Written request: Reproduce the line that contains "like [615, 40]." and every line after it through the end of the records, exactly, with nothing added.

Input:

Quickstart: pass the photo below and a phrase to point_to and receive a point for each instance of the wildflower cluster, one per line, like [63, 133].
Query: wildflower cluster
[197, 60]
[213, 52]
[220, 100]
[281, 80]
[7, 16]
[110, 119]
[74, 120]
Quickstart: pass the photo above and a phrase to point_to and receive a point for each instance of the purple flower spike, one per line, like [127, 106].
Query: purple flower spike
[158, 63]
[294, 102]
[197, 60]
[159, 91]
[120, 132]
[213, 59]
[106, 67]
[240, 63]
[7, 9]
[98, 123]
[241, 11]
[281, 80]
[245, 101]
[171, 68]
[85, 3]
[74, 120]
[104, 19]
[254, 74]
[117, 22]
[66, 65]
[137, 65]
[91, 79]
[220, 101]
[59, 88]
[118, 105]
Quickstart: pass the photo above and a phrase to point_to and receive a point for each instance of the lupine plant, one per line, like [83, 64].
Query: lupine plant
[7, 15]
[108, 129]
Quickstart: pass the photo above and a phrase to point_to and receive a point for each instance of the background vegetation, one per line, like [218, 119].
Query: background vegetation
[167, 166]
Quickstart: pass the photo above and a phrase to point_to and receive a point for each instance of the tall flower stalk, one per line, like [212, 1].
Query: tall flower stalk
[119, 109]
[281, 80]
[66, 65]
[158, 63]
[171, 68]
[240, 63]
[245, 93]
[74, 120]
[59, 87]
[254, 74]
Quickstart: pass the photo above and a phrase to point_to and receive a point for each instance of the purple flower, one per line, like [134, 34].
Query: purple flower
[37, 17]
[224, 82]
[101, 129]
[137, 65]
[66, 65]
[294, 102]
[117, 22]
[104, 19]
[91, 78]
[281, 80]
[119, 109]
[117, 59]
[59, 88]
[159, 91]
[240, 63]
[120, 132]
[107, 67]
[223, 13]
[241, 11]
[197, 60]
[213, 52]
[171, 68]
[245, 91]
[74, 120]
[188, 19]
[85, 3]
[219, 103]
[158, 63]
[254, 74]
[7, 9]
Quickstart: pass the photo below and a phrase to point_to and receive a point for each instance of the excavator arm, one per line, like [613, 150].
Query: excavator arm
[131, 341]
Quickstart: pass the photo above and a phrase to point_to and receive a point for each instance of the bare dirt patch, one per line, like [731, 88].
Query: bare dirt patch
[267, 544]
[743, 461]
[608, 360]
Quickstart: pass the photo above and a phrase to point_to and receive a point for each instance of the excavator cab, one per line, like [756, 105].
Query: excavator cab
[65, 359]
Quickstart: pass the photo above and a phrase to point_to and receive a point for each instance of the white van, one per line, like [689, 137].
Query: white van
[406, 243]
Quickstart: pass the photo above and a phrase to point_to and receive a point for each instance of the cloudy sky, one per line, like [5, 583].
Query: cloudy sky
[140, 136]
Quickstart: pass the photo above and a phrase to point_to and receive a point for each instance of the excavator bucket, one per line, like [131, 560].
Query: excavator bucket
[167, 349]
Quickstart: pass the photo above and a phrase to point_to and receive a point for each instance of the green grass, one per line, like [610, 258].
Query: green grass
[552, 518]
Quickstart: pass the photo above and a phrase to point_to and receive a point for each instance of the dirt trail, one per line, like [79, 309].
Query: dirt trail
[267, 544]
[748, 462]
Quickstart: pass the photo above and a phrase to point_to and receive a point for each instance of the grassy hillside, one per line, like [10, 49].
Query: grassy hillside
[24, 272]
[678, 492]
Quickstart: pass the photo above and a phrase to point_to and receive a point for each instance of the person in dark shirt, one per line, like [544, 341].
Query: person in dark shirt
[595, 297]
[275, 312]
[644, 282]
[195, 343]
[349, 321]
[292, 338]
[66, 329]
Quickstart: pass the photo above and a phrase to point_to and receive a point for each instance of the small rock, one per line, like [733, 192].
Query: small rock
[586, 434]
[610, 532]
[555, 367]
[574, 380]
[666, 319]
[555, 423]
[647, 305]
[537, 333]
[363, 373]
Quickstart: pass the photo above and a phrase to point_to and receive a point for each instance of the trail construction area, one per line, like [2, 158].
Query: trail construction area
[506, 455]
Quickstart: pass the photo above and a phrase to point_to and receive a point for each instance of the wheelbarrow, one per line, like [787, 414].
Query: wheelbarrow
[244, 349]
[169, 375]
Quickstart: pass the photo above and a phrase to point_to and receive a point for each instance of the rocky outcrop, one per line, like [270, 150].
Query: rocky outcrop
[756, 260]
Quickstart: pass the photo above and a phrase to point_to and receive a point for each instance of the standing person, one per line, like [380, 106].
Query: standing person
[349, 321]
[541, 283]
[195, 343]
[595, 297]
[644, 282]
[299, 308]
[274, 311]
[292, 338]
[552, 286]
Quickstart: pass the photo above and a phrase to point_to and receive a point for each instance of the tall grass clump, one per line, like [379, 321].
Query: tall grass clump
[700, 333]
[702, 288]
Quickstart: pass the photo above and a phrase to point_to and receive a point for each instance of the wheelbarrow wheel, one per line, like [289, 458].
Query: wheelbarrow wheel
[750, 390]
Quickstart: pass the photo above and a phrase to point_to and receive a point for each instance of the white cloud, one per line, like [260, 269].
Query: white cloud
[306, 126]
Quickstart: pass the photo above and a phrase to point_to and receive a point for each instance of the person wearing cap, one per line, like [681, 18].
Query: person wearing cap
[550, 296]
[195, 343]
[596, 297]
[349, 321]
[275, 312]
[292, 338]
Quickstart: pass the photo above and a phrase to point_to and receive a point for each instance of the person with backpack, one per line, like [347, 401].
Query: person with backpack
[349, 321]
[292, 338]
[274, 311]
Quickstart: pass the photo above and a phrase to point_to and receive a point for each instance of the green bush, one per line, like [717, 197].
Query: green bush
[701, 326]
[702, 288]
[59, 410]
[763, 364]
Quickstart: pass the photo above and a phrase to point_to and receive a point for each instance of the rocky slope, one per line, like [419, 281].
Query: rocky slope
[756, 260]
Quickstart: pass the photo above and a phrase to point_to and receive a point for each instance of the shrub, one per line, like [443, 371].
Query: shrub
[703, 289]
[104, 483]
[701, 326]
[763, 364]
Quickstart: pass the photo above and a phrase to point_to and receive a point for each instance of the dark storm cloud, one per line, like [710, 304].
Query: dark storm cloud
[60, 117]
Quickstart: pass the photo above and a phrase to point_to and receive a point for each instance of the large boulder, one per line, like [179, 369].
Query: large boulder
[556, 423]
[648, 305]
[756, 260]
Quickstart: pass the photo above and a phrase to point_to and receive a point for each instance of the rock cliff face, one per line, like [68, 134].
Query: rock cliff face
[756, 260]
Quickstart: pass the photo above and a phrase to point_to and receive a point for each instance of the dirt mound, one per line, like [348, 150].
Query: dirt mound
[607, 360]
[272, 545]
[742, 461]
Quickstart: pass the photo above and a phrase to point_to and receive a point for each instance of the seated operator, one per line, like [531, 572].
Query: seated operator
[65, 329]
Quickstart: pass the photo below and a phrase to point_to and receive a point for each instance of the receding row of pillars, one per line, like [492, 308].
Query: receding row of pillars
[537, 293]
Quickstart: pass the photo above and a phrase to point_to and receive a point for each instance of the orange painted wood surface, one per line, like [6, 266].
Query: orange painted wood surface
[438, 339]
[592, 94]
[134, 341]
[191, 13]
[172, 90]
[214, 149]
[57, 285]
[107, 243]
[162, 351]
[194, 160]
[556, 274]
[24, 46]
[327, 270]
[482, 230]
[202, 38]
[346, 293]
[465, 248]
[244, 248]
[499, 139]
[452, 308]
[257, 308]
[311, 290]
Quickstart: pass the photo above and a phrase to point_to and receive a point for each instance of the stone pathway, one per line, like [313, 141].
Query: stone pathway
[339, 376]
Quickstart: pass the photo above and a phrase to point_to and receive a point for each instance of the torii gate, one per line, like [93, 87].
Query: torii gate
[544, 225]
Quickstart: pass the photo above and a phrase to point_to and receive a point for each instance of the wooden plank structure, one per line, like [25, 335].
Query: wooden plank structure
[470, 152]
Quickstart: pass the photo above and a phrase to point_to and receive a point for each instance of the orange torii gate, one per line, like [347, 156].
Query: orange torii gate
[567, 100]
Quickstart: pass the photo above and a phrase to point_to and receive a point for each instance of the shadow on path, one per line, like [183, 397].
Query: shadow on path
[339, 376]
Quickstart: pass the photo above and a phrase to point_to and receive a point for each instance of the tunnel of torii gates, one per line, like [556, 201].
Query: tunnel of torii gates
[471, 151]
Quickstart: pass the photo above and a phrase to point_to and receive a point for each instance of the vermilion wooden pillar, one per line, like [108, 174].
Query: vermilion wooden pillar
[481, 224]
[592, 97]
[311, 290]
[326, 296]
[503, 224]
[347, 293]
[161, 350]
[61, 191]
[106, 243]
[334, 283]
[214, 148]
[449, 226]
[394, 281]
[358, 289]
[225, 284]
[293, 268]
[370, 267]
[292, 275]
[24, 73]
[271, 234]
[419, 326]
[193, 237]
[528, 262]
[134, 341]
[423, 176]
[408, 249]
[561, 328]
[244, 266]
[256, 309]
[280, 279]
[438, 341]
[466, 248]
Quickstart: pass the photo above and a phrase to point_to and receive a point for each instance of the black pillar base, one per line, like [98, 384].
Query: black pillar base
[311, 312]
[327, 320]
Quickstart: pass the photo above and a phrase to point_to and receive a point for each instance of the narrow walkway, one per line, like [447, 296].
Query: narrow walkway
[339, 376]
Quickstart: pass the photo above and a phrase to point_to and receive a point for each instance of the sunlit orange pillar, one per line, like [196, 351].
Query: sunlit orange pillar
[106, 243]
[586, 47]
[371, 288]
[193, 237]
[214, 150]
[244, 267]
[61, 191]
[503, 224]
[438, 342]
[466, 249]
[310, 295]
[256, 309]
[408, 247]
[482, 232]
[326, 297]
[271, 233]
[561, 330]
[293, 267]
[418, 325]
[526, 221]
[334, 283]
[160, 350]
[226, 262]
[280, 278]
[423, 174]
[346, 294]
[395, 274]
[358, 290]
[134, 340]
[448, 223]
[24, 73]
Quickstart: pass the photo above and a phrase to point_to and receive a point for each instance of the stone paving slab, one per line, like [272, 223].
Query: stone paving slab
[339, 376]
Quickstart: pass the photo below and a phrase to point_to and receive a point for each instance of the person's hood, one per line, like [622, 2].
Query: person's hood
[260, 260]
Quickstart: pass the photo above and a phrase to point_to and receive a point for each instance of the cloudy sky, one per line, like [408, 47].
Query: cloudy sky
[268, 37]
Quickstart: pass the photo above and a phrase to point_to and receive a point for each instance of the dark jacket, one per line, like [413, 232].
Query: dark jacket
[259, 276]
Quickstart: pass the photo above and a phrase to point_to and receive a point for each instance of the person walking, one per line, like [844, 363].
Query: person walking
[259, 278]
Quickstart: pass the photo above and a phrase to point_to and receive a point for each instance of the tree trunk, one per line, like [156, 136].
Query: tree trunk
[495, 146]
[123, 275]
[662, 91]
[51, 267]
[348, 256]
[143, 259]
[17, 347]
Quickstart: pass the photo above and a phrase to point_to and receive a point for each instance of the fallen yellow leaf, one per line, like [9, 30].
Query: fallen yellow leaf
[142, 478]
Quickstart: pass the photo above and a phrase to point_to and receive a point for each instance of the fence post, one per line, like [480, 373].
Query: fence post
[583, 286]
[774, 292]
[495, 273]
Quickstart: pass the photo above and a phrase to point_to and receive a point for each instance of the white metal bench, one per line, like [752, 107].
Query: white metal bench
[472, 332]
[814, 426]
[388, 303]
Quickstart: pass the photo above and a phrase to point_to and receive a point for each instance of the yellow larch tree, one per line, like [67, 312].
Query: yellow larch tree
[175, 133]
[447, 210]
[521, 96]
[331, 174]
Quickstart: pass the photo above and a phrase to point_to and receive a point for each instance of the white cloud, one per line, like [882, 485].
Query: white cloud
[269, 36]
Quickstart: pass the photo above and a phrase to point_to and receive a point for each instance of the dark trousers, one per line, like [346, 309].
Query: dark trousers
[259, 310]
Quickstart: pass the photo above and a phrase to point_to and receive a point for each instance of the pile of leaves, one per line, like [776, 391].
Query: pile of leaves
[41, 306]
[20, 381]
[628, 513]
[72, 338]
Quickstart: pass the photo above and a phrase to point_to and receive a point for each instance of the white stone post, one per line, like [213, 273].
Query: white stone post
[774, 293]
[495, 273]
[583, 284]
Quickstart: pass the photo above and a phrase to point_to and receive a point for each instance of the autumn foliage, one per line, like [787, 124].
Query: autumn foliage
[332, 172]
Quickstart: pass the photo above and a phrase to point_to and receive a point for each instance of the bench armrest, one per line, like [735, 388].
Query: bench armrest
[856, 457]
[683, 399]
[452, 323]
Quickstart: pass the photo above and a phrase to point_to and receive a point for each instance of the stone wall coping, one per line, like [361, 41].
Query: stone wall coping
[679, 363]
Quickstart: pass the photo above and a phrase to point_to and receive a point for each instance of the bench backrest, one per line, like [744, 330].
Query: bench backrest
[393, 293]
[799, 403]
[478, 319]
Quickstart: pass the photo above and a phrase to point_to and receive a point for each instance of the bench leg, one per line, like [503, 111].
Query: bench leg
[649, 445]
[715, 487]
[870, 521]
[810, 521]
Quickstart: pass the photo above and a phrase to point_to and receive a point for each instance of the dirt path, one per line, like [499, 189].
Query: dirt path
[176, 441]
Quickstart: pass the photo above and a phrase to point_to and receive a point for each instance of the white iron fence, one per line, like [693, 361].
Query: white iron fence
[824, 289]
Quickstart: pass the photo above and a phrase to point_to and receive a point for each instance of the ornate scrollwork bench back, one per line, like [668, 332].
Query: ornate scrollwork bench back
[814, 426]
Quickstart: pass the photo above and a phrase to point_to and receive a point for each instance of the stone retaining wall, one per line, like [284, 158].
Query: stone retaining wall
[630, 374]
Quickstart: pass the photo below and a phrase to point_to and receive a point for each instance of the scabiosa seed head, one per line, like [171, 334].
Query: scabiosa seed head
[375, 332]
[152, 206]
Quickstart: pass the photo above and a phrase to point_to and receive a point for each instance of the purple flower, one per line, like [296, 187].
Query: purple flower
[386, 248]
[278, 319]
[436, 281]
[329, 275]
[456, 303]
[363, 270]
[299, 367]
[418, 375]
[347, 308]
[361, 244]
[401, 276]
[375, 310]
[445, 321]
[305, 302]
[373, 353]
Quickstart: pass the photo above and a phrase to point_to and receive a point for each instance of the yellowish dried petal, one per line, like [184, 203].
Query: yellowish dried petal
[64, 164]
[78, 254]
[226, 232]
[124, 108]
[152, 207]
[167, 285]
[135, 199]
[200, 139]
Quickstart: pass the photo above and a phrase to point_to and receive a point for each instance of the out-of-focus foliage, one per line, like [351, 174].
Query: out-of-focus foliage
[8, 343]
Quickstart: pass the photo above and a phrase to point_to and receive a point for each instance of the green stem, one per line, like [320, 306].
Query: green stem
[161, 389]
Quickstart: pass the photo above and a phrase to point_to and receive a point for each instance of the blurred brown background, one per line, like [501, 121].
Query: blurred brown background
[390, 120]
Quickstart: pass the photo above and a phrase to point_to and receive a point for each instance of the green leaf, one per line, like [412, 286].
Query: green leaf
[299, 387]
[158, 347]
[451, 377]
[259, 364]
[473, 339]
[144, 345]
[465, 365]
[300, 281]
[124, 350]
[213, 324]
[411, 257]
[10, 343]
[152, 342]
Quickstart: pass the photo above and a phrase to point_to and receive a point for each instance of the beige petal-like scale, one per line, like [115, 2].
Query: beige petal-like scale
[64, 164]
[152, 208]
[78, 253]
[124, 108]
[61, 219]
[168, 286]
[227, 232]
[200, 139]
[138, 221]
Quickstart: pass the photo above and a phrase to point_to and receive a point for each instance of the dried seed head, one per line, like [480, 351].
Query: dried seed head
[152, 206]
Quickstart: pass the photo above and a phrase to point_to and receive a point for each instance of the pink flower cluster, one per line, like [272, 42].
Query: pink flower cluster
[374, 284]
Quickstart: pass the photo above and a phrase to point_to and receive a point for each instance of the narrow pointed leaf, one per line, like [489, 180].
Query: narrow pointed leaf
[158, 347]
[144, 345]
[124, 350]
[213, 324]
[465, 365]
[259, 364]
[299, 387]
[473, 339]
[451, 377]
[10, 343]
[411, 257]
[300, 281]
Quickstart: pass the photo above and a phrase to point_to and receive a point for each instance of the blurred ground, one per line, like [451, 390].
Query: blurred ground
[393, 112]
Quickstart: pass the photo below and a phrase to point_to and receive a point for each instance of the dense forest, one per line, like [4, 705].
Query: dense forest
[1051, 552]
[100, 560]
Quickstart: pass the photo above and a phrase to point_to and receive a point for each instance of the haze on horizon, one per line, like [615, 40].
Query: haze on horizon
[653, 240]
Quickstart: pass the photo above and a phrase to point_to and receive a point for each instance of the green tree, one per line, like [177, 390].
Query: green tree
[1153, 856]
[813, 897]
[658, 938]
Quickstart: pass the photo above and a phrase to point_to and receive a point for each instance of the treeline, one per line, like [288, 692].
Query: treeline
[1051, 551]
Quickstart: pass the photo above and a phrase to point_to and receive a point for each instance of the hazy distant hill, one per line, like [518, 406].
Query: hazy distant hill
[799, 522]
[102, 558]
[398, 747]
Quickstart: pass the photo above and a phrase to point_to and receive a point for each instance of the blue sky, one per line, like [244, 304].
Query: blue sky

Solution to the problem:
Quickstart: pass the photo above and a phrase to point_to and receive a point for each instance of the haze on horizon, one per line, like [615, 40].
Query: haze on horizon
[653, 240]
Quickstart: pass the photo above and a phrase to point_to and receive a point for each instance of the green tree, one per line, like [177, 390].
Query: green tree
[1153, 856]
[813, 897]
[658, 938]
Quickstart: pass the photo above and a phrase to point_to and receive a point for each instance of the treeline, one per line, like [288, 692].
Query: treeline
[1051, 551]
Quickstart: pass the photo above and a phrase to point_to and receive a point for each instance of the hazy distant hill, one per line, like [518, 406].
Query: hazy distant hill
[799, 522]
[102, 558]
[398, 747]
Quickstart: pass the photo above and a phrase to point_to and receive a point for each instance of the blue sky, one per line, like [244, 304].
Query: blue sky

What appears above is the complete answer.